GIVEN EXERCISE 1: Decide whether each statement agrees with the open letter on public procurement below, answering yes or no and quoting the words of the letter that settle it. (a) Action on Procurement describes itself as a cross-party group of activists. (b) The letter holds that public procurement regulations should rest on best value alone. (c) The letter says Article 57 of the 2014 Directive lets the Scottish Government make the exclusion of such companies mandatory.
GIVEN EXERCISE 2: Carry on the open letter on public procurement below, beginning right after its final sentence.

TEXT PASSAGE:
- - - - -

Action on Procurement: Open letter to Minister

22/01/2016
CommonWeal

Should the basis for deciding whether a private company should get a public-sector contract be based solely on cost effectiveness, or is other criteria such as how they treat their workers and their compliance with tax laws important? Common Weal has signed a open letter to the Minister by Action On Procurement, reported on in The Herald today , advocating the latter option as new procurement legislation goes through Holyrood. We re-publish the full letter letter here.

Dear Mr Brown,

Action on Procurement is a cross-party group of activists who have come together regarding concerns over decisions being made by the Scottish Government in relation to public procurement law.

In particular, along with the individuals and organisation named below, we would like to highlight two decisions which EU Public Procurement law allows us to make here in Scotland and we call on the Scottish Government to ensure any company which has engaged in practices such as tax-dodging or blacklisting is excluded from bidding for public contracts.

We are confident that you will agree with our view that the regulations on public procurement must include criteria other than best value. We believe it is beyond doubt that those criteria should cover respect for both tax obligations and environmental, social and labour law.

Tax-dodging:

Giving tax-payers’ money to a company that does not pay its tax is frankly unconscionable. Such companies not only cheat the public out of money, they also create unfair competition by unnaturally inflating their own profits. We must avoid situations where ethical companies which pay the taxes they owe, lose to companies which engage in tax-dodging. Surely any ethical company would support the Scottish Government taking measures to ensure this does not happen?








Blacklisting:

Freedom of association and the right to organise are fundamental principles and rights at work. These are human rights; legally binding standards recognised in international treaties as ratified by the United Kingdom1. Companies which interfere with these rights and breach environmental, social and labour law through practices such as blacklisting have no place winning public contracts.

Decisions:

With the forthcoming implementation of the latest EU Public Procurement Directives, the Scottish Government now has some clear decisions to make. Under Article 57 of the 2014 Directive the Scottish Government could choose to make exclusion of companies which have not met their tax obligations and/or breached environmental, social and labour law mandatory. This would prevent any company engaging in these practices from winning public contracts.

- - - - -

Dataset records

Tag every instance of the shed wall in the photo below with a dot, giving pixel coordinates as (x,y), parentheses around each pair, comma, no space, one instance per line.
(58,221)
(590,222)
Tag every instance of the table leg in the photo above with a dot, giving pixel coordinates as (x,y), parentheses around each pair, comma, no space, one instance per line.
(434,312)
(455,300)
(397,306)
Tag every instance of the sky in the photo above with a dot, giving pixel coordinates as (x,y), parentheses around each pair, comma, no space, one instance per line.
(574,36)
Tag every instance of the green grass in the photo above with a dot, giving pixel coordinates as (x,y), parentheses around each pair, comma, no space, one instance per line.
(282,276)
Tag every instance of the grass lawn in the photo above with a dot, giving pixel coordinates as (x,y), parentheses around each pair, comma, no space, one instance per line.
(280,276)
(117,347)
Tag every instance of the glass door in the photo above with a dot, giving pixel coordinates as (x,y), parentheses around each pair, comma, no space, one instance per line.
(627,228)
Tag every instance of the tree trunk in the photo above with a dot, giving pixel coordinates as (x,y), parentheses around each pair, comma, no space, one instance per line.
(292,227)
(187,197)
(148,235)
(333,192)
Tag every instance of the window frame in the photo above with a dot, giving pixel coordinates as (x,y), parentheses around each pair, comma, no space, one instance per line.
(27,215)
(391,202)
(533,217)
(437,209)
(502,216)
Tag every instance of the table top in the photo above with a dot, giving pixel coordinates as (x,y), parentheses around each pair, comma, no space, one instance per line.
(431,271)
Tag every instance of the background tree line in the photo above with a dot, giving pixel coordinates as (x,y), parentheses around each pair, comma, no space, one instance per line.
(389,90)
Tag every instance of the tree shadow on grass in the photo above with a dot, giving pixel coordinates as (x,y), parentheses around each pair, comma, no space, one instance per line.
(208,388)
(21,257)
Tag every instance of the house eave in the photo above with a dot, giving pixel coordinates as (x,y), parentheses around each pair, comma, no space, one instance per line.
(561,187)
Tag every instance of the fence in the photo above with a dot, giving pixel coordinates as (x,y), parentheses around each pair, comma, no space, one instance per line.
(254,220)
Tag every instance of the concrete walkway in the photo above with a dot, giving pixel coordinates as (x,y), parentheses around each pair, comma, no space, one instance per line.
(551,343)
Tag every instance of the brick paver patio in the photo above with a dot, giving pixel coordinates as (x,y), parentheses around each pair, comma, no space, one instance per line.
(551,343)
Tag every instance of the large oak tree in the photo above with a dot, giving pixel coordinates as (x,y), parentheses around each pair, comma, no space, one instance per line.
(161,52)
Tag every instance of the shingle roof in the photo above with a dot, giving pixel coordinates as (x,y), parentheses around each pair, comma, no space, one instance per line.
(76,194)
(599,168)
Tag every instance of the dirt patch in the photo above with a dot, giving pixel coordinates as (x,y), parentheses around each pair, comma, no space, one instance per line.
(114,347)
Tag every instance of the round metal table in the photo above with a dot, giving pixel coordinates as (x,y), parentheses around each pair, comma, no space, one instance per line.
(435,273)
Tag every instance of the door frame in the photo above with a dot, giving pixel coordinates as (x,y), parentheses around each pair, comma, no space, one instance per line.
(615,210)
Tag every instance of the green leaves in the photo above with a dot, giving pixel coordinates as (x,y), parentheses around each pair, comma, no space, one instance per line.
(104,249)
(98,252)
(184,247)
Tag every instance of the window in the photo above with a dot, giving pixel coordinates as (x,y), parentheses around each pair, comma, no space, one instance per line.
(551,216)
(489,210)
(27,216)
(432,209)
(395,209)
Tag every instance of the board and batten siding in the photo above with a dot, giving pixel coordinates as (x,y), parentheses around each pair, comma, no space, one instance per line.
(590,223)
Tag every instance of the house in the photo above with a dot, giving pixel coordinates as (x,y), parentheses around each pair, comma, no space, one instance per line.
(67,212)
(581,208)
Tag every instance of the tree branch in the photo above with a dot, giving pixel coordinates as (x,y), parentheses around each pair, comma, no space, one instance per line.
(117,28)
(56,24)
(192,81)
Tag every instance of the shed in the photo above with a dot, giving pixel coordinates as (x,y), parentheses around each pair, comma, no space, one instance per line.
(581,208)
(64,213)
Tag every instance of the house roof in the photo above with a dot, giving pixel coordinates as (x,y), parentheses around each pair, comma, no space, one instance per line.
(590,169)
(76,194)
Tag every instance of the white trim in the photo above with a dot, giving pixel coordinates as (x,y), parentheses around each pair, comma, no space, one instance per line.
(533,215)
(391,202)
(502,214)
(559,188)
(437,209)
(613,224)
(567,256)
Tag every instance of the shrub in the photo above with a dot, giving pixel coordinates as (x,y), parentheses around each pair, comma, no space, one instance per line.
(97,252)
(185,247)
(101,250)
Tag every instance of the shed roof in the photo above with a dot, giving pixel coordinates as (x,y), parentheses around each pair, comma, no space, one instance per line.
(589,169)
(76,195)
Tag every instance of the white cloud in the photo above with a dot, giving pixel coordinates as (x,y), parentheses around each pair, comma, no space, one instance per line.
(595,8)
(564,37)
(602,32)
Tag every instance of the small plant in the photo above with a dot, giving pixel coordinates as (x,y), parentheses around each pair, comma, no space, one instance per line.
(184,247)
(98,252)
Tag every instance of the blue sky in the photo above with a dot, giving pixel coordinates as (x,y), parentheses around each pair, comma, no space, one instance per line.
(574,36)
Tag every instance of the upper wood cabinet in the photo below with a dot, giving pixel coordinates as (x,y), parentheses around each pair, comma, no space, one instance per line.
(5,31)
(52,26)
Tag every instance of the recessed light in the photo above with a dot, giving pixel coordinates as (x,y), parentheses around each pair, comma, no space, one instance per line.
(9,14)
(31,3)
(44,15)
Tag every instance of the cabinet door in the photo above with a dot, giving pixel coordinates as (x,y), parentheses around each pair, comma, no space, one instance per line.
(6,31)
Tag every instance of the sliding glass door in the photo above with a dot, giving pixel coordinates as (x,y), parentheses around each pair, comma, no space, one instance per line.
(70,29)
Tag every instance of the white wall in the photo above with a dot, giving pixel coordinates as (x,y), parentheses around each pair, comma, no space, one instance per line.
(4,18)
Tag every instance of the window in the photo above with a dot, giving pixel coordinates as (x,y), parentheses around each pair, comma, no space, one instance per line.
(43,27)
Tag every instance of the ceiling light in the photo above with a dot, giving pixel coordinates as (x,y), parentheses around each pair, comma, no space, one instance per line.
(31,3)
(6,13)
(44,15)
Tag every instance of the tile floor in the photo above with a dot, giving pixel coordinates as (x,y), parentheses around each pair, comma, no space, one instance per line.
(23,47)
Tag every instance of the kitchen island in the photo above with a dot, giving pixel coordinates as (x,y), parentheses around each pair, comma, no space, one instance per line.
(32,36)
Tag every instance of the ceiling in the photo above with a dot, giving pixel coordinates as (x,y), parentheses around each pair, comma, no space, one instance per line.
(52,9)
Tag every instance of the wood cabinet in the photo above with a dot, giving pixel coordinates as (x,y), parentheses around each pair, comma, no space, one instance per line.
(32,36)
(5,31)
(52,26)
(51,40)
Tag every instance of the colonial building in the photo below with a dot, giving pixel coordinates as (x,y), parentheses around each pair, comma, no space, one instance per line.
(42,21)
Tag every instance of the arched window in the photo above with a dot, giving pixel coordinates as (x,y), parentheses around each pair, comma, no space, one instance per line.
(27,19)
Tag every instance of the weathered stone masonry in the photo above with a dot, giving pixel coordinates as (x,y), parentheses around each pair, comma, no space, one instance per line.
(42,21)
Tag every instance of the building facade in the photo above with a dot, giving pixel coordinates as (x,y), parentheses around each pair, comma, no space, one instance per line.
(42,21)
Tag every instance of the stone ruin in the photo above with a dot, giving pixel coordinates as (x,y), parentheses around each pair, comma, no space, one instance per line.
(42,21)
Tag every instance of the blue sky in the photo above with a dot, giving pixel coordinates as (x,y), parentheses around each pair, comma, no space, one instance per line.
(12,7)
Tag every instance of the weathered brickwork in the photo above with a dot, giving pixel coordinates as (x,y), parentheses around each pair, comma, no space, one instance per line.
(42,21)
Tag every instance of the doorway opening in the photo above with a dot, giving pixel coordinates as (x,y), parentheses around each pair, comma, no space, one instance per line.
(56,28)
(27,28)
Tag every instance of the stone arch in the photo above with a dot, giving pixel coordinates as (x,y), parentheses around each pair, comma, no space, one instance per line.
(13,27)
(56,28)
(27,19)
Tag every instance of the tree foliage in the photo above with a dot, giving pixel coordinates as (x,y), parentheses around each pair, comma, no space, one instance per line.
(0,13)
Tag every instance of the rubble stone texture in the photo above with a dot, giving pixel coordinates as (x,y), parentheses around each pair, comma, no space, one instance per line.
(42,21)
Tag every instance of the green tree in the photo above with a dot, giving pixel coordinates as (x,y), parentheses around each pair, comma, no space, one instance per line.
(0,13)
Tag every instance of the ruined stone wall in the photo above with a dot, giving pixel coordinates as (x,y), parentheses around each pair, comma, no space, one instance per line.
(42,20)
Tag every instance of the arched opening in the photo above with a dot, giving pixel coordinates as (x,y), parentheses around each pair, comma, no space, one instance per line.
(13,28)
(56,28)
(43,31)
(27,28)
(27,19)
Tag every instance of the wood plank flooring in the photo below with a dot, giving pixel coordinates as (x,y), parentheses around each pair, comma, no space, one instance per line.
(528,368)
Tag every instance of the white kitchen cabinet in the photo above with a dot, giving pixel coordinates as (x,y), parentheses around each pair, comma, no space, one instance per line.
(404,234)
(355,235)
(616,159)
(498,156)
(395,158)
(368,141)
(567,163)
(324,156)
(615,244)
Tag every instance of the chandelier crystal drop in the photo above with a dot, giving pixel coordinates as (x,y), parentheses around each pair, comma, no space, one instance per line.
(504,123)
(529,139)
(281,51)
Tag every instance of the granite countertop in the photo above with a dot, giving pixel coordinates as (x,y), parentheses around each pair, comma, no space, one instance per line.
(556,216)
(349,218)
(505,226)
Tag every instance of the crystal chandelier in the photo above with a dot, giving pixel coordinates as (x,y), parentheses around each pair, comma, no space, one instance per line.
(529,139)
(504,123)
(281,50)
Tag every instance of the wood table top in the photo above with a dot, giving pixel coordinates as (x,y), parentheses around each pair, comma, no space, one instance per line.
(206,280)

- - - - -

RIGHT ANSWER 1:
(a) Yes: "Action on Procurement is a cross-party group of activists"
(b) No: "the regulations on public procurement must include criteria other than best value"
(c) Yes: "Under Article 57 of the 2014 Directive the Scottish Government could choose to make exclusion of companies which have not met their tax obligations and/or breached environmental, social and labour law mandatory"

RIGHT ANSWER 2:
We are very concerned that Article 58 of the legislation laid before the Scottish Parliament on 18 December 2015 (SSI 2015/446) currently leaves exclusion of companies which have not met their tax obligations as a discretionary ground for exclusion leaving it up to the public body to decide whether or not to exclude companies that engage in these practices. It is clear from the responses2 to the recent Consultation on Changes to the Public Procurement Rules in Scotland3that there is enough concern over these grounds of exclusion (and in particular the ambiguous term “any appropriate means”), that if they are left as discretionary grounds, they will not be used. As I’m sure you’ll be aware, this means that, unless the Scottish Government makes this a mandatory exclusion, companies which engage in these unethical practices will continue to bid for and win public contracts.

Furthermore, whilst we welcome the Scottish Government’s intention to make breaches of the Employment Relations Act 1999 (Blacklist) Regulations 2010 a mandatory ground for exclusion we must query why, given the importance of the rights in question, this narrow approach has been chosen rather than the broader approach that was open to Scottish Government to make any breach of environmental, social and labour law a mandatory ground for exclusion. As such, we call on the Scottish Government to send back the current legislation and do all it can to ensure that any company which has engaged in practices such as tax-dodging or blacklisting is excluded from bidding for public contracts.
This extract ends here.